§ **INSTRUCTIONS TO FOLLOW**
Write out exactly what each line says, starting with the first line below and ending on the one with "x=303 y=122".

§ **INFORMATION SHOWN**

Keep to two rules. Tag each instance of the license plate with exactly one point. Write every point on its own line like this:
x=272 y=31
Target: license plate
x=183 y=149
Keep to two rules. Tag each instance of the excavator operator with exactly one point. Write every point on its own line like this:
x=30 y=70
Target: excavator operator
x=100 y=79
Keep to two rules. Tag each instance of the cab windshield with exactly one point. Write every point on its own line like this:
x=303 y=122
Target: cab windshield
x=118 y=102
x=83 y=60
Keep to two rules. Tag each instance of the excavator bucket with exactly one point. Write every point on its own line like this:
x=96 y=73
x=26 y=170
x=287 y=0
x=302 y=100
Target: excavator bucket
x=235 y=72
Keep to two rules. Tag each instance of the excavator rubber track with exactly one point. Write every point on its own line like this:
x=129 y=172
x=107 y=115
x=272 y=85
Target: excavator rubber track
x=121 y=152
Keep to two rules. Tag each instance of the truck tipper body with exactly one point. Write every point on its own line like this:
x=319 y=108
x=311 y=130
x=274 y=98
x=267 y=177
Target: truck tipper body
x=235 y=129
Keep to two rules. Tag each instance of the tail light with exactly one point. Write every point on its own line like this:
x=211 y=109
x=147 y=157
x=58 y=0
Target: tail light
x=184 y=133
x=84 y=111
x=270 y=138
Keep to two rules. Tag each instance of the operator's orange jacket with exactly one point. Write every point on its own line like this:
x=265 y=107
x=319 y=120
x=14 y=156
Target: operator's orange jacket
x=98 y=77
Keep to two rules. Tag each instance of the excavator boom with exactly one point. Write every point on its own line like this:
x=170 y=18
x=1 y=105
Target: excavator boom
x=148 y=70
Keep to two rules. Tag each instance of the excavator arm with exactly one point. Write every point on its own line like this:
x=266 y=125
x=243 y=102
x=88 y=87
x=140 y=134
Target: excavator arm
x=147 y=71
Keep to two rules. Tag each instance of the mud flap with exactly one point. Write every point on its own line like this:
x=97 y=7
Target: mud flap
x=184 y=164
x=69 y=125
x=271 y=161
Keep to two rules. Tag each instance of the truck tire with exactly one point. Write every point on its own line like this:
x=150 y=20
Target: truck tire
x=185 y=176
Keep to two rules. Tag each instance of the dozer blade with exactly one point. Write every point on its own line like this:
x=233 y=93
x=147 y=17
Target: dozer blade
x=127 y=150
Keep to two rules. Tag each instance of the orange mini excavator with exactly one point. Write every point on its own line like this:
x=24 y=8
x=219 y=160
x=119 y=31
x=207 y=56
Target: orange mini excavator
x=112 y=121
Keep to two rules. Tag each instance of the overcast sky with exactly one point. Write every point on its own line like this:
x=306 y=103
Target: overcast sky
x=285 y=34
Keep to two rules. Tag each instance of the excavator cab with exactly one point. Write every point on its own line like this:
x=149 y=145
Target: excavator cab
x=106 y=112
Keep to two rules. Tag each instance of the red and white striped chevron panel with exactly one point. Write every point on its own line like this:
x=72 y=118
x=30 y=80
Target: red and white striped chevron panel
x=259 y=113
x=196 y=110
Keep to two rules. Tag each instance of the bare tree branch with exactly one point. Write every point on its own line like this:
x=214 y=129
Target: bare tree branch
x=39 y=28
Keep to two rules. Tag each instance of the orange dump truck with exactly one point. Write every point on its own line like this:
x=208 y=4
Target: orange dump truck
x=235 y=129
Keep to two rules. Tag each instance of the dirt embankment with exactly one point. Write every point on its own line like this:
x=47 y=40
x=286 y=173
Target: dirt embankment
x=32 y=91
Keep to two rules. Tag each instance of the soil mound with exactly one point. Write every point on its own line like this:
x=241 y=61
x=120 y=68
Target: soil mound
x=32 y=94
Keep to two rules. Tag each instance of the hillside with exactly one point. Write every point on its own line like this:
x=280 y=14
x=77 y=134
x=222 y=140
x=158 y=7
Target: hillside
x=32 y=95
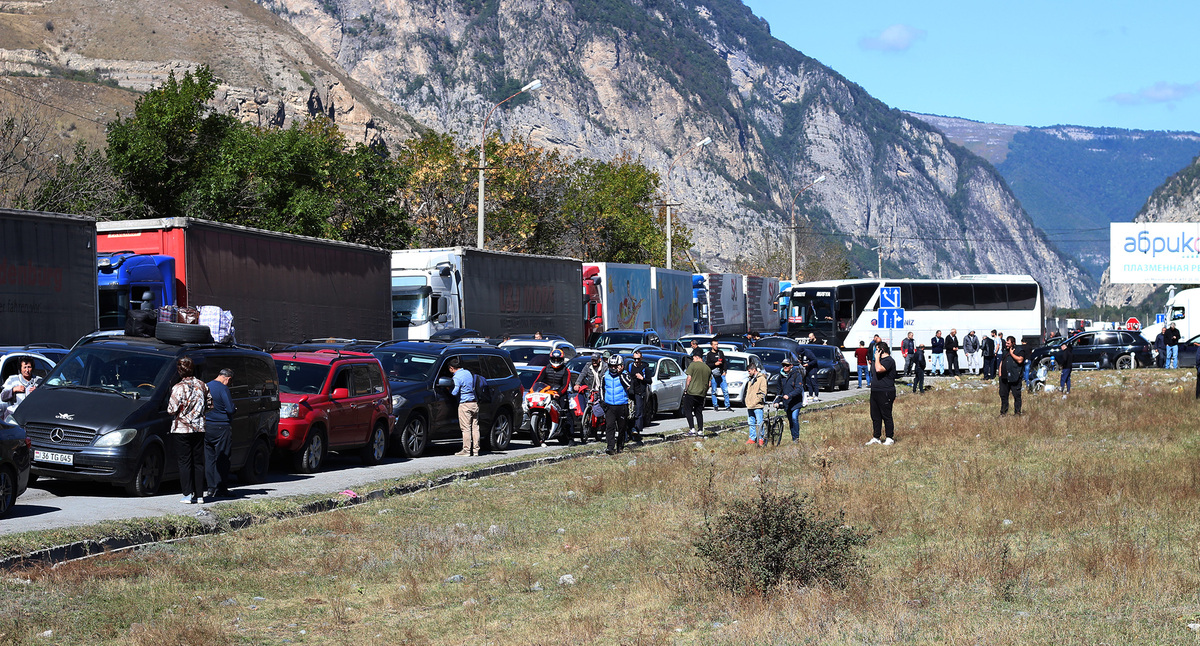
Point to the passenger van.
(101, 413)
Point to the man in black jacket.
(641, 376)
(1012, 369)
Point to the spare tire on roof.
(183, 333)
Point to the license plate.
(51, 456)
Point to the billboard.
(1155, 252)
(672, 303)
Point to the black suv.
(1110, 348)
(420, 393)
(101, 413)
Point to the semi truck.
(492, 292)
(618, 297)
(47, 277)
(762, 304)
(719, 303)
(279, 287)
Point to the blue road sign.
(889, 297)
(891, 318)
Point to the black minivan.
(101, 414)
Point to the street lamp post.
(819, 180)
(483, 137)
(699, 144)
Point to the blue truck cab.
(132, 280)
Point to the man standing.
(219, 436)
(641, 376)
(861, 359)
(1012, 365)
(792, 393)
(883, 394)
(1171, 338)
(694, 392)
(468, 408)
(755, 400)
(918, 376)
(17, 387)
(989, 356)
(971, 347)
(615, 388)
(907, 348)
(952, 352)
(715, 363)
(937, 348)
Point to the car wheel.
(312, 454)
(148, 476)
(7, 490)
(375, 450)
(258, 462)
(414, 438)
(501, 435)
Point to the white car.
(537, 352)
(736, 375)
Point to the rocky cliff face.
(1175, 201)
(652, 77)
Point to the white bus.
(844, 312)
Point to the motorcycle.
(544, 416)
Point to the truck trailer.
(492, 292)
(47, 277)
(280, 287)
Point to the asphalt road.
(51, 503)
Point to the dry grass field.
(1074, 524)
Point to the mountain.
(647, 77)
(1176, 201)
(1075, 180)
(651, 77)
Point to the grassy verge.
(1074, 524)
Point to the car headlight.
(117, 438)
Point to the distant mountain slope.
(651, 77)
(1075, 180)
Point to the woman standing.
(883, 393)
(190, 400)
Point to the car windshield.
(300, 378)
(771, 356)
(523, 354)
(406, 366)
(117, 370)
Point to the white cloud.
(1158, 93)
(893, 39)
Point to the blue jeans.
(720, 382)
(754, 417)
(793, 417)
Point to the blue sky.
(1101, 63)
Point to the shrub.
(757, 544)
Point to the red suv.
(331, 400)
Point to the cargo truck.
(47, 277)
(279, 287)
(762, 304)
(492, 292)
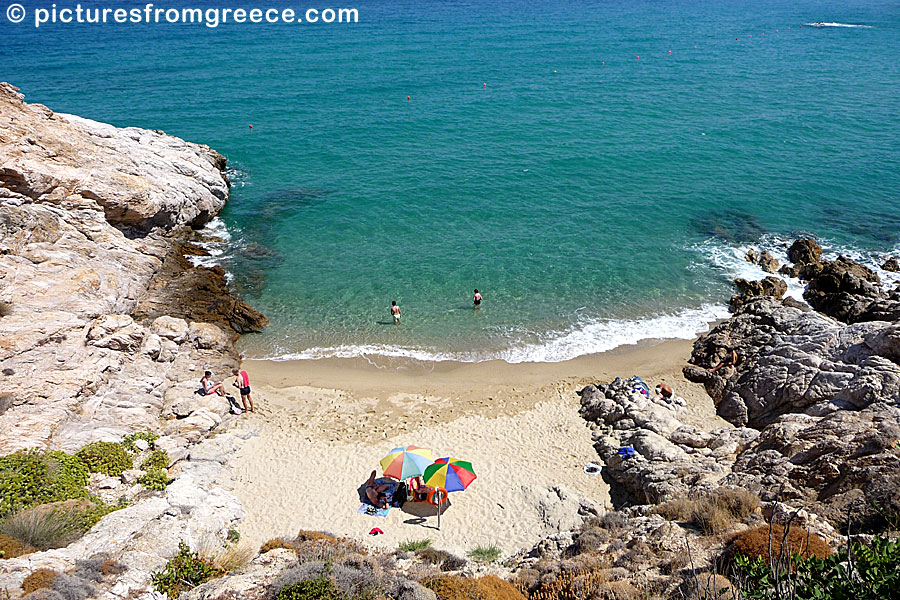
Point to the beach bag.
(399, 496)
(233, 406)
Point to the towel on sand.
(372, 511)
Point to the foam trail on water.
(588, 337)
(824, 24)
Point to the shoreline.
(322, 425)
(381, 377)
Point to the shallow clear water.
(595, 198)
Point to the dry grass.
(582, 584)
(489, 587)
(10, 547)
(44, 528)
(233, 557)
(713, 513)
(756, 542)
(307, 536)
(326, 548)
(42, 578)
(707, 586)
(275, 543)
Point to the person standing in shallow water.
(242, 382)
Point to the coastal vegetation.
(185, 570)
(485, 554)
(413, 545)
(110, 458)
(46, 500)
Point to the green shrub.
(156, 480)
(320, 588)
(485, 554)
(105, 457)
(32, 477)
(185, 571)
(147, 436)
(413, 545)
(158, 459)
(871, 574)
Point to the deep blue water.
(595, 198)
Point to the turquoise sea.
(594, 197)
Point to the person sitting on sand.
(418, 489)
(375, 492)
(210, 387)
(731, 359)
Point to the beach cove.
(322, 425)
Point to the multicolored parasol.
(403, 463)
(452, 474)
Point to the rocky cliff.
(106, 328)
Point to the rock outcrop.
(82, 357)
(815, 404)
(649, 451)
(137, 178)
(94, 344)
(792, 360)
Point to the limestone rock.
(804, 252)
(171, 328)
(891, 264)
(850, 292)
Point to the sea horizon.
(598, 171)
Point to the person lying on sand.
(210, 387)
(665, 391)
(375, 492)
(730, 360)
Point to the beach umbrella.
(406, 462)
(451, 474)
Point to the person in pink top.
(242, 382)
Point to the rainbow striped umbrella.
(403, 463)
(452, 474)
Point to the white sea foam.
(591, 335)
(218, 241)
(588, 337)
(823, 24)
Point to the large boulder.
(794, 361)
(850, 292)
(804, 251)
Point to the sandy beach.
(323, 426)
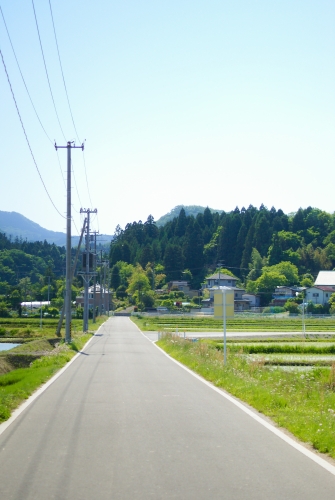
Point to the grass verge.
(303, 403)
(18, 384)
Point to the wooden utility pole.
(87, 273)
(70, 145)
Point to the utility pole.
(70, 145)
(87, 274)
(60, 322)
(95, 274)
(100, 296)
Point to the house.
(319, 294)
(103, 297)
(253, 299)
(325, 278)
(240, 303)
(182, 286)
(283, 293)
(220, 279)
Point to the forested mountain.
(189, 210)
(15, 225)
(243, 240)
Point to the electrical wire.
(61, 67)
(88, 189)
(46, 70)
(75, 182)
(25, 134)
(68, 101)
(26, 87)
(24, 82)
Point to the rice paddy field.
(260, 323)
(292, 382)
(39, 355)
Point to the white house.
(319, 294)
(102, 296)
(220, 279)
(325, 278)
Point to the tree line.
(251, 243)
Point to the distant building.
(319, 294)
(283, 293)
(103, 296)
(325, 278)
(220, 279)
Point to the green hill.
(189, 210)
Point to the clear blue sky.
(212, 102)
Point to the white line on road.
(320, 461)
(39, 391)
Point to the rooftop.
(325, 278)
(222, 277)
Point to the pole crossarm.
(70, 144)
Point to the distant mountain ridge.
(16, 225)
(189, 210)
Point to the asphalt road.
(126, 422)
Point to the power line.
(68, 100)
(26, 87)
(88, 189)
(61, 67)
(25, 134)
(46, 70)
(75, 183)
(24, 82)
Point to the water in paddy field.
(5, 346)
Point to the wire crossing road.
(126, 422)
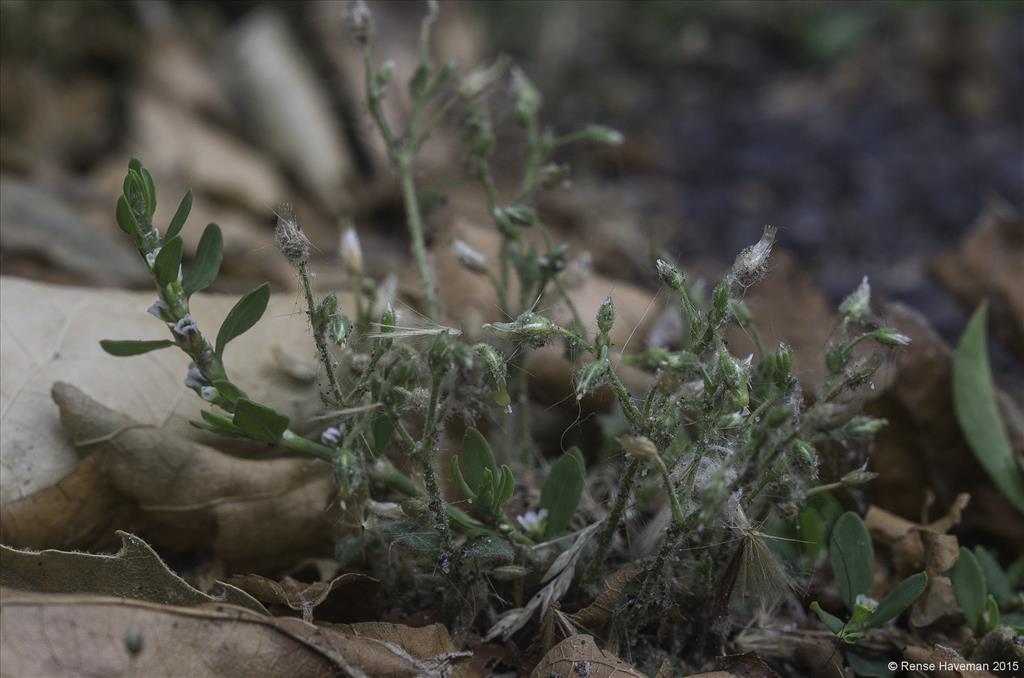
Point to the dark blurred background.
(872, 134)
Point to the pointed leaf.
(467, 492)
(126, 220)
(207, 263)
(230, 392)
(476, 457)
(974, 397)
(995, 580)
(126, 347)
(245, 314)
(168, 262)
(259, 422)
(898, 599)
(180, 215)
(506, 488)
(561, 492)
(969, 585)
(852, 557)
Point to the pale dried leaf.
(253, 514)
(52, 333)
(597, 613)
(296, 595)
(57, 635)
(579, 657)
(135, 571)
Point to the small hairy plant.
(732, 441)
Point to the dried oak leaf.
(52, 333)
(294, 594)
(254, 514)
(597, 613)
(579, 657)
(59, 635)
(135, 573)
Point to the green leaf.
(506, 486)
(259, 422)
(126, 220)
(898, 599)
(207, 263)
(852, 557)
(996, 581)
(243, 315)
(468, 493)
(477, 458)
(381, 429)
(168, 262)
(832, 622)
(561, 492)
(151, 191)
(974, 397)
(230, 392)
(991, 613)
(969, 585)
(216, 423)
(126, 347)
(180, 215)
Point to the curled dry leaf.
(597, 613)
(52, 333)
(135, 573)
(556, 582)
(296, 595)
(253, 514)
(579, 657)
(915, 547)
(60, 635)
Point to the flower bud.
(857, 306)
(671, 277)
(359, 22)
(639, 446)
(606, 315)
(350, 252)
(752, 264)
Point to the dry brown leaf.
(296, 595)
(253, 514)
(393, 650)
(579, 657)
(57, 635)
(135, 571)
(52, 333)
(597, 613)
(72, 635)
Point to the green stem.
(415, 223)
(325, 355)
(614, 518)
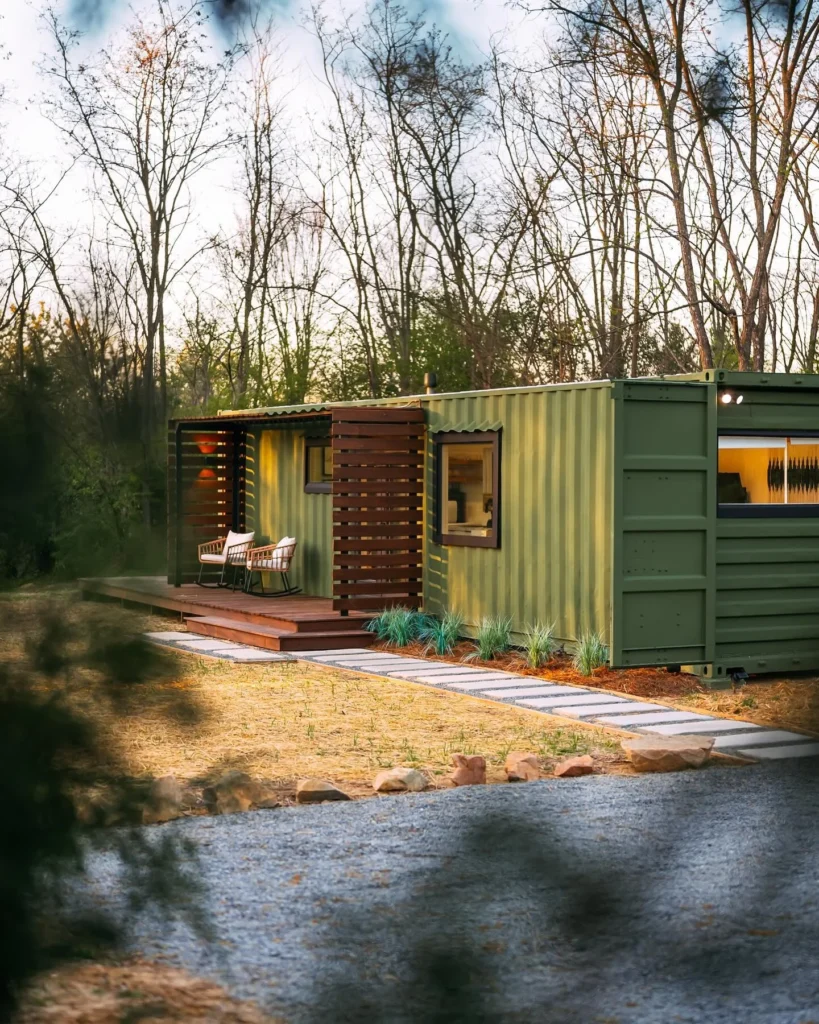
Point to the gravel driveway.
(685, 897)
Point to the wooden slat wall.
(378, 491)
(213, 464)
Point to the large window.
(317, 465)
(768, 474)
(468, 488)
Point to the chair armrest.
(256, 555)
(236, 554)
(212, 547)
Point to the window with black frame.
(468, 488)
(768, 474)
(317, 465)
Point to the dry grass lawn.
(283, 721)
(131, 991)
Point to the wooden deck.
(288, 624)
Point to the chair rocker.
(227, 552)
(271, 558)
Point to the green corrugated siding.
(664, 515)
(284, 509)
(554, 562)
(768, 594)
(768, 569)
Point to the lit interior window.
(768, 470)
(468, 475)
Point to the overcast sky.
(471, 24)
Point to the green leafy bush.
(540, 644)
(494, 637)
(440, 635)
(591, 652)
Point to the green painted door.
(664, 523)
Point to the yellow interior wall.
(751, 464)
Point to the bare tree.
(145, 118)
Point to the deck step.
(271, 638)
(297, 622)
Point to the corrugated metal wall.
(768, 569)
(664, 512)
(284, 509)
(554, 563)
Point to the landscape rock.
(400, 780)
(522, 767)
(165, 801)
(568, 768)
(314, 791)
(233, 793)
(469, 770)
(667, 753)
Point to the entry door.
(378, 499)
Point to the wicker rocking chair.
(227, 552)
(271, 558)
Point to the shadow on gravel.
(519, 916)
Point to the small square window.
(468, 493)
(768, 474)
(317, 465)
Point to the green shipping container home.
(677, 516)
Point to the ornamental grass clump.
(397, 627)
(591, 652)
(540, 644)
(440, 635)
(493, 638)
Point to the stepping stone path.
(225, 649)
(622, 712)
(632, 714)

§ **EXPECTED ANSWER**
Keep to two rules. Tag each instance of the license plate with exactly one point. Write every point on its own line like this:
x=272 y=31
Target: license plate
x=183 y=149
Keep to two rules. Tag each instance of the excavator operator with exactly one point. Write every point on its own line like this:
x=30 y=70
Target: excavator operator
x=100 y=79
Keep to two rules. Tag each instance of the cab windshield with exactly one point. Write every point on its own line like this:
x=303 y=122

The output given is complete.